▸ **Task prompt**:
The line that contains "Subject: chrome faucet" marks the end: retype the data below exactly from its first line through that line.

▸ **Exercise data**:
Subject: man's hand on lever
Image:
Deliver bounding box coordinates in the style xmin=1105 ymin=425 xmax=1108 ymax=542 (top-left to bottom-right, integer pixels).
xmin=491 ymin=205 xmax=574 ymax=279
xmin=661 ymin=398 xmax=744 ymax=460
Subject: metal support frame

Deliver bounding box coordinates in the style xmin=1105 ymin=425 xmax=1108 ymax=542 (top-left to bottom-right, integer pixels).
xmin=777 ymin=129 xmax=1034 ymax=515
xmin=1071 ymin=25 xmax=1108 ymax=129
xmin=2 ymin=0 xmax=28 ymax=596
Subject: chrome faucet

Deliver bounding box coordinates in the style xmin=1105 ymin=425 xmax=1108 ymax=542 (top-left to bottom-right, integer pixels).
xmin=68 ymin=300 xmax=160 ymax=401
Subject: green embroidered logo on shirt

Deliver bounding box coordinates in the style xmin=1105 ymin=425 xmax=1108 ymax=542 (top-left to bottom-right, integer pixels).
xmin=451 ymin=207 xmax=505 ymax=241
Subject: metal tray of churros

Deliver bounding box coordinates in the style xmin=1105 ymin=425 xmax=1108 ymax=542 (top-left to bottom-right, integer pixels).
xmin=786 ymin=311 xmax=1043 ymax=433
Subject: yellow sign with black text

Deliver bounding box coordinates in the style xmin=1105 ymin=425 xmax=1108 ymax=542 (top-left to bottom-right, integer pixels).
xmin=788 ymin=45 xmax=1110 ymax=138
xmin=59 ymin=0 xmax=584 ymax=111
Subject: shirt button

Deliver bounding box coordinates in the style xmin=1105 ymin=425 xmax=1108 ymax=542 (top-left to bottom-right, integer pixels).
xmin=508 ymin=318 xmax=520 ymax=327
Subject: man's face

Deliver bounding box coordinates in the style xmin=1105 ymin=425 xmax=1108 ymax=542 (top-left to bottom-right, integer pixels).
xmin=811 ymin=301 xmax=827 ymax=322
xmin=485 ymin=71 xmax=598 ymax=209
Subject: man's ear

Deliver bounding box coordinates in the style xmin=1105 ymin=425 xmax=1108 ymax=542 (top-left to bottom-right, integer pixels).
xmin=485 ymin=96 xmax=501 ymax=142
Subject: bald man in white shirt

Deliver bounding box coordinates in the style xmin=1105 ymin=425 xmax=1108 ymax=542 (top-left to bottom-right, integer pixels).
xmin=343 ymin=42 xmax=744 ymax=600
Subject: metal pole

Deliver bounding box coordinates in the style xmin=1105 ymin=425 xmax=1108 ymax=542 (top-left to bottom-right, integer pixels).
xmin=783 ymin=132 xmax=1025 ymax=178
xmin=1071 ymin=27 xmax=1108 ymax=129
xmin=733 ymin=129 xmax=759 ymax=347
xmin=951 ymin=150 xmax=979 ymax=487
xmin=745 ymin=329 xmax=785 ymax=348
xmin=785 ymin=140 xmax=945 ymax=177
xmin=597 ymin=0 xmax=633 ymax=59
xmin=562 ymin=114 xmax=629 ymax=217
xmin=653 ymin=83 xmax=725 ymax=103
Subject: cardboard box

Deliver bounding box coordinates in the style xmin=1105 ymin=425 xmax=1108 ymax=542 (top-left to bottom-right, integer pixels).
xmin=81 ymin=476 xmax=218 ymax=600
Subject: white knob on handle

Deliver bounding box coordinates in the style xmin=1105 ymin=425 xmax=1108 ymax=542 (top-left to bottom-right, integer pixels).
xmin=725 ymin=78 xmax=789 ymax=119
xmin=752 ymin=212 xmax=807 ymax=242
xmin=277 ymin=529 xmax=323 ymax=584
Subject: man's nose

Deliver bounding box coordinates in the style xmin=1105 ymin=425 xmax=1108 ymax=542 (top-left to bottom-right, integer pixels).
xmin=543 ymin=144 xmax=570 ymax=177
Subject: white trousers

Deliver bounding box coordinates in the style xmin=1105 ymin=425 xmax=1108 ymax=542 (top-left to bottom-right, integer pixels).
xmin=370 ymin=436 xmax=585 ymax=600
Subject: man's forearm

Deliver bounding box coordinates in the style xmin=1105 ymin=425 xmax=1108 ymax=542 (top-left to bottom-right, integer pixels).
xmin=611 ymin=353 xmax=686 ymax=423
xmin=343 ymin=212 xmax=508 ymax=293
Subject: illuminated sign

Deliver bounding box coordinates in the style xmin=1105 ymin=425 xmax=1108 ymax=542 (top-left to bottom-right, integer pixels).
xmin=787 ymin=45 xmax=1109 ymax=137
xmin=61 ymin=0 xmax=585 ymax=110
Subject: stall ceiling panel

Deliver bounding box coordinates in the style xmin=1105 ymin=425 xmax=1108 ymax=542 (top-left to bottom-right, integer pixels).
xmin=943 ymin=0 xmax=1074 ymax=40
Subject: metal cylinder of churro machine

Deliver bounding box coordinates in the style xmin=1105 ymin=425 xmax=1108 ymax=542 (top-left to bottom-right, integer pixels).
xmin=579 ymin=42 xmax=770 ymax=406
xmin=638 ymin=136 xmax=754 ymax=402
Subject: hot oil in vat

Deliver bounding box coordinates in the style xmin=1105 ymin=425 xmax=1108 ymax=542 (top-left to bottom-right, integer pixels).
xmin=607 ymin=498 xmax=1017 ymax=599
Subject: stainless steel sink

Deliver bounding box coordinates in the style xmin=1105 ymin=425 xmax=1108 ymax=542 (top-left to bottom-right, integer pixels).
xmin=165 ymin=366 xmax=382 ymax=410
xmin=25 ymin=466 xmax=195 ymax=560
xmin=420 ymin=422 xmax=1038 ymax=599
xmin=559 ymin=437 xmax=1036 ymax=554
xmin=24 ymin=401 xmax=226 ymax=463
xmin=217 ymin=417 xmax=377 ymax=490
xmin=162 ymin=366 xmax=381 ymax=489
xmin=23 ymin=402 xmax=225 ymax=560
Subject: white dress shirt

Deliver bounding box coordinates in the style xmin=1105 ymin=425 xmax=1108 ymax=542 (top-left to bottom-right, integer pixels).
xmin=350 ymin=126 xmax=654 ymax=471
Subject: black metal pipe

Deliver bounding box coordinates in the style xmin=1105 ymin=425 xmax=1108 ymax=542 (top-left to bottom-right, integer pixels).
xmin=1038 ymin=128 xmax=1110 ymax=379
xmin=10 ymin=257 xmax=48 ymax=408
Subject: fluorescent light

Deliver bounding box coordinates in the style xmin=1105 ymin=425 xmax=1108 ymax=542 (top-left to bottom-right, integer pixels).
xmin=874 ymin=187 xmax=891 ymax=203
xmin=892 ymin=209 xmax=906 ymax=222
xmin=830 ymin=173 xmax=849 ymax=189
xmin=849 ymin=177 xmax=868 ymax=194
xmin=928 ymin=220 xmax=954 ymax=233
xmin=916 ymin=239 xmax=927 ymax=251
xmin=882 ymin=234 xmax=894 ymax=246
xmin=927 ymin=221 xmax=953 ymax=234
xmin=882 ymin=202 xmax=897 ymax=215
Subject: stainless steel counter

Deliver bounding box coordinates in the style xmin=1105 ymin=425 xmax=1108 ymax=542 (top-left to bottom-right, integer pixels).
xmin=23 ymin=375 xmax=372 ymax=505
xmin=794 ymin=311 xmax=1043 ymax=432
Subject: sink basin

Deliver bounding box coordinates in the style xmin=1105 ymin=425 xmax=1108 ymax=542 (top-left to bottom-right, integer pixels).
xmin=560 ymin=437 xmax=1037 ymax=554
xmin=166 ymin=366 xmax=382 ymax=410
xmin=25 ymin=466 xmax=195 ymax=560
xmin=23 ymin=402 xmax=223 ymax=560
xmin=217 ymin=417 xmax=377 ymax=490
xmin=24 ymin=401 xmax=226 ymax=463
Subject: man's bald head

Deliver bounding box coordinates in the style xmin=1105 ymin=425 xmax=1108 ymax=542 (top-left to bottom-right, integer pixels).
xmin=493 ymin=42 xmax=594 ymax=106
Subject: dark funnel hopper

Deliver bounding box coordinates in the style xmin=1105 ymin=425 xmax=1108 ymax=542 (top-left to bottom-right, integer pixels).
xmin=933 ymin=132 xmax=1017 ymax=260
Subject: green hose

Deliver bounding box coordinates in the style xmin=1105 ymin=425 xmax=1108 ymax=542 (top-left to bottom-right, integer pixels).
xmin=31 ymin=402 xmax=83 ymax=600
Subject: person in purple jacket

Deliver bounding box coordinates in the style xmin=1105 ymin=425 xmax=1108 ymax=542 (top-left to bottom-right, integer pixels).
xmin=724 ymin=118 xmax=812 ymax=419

▸ **Solution to this problem**:
Subject: man's hand on lever
Image:
Deliver bounding box coordinates in the style xmin=1105 ymin=425 xmax=1108 ymax=542 (top-left to bottom-right, integer pixels).
xmin=491 ymin=205 xmax=574 ymax=279
xmin=661 ymin=398 xmax=744 ymax=460
Subject: metal support frame

Deliver bounding box coordinates in the style xmin=1105 ymin=425 xmax=1108 ymax=542 (top-left to bottom-right, integer pixels).
xmin=777 ymin=129 xmax=1034 ymax=515
xmin=1071 ymin=25 xmax=1108 ymax=129
xmin=2 ymin=0 xmax=28 ymax=596
Subject: chrome faucet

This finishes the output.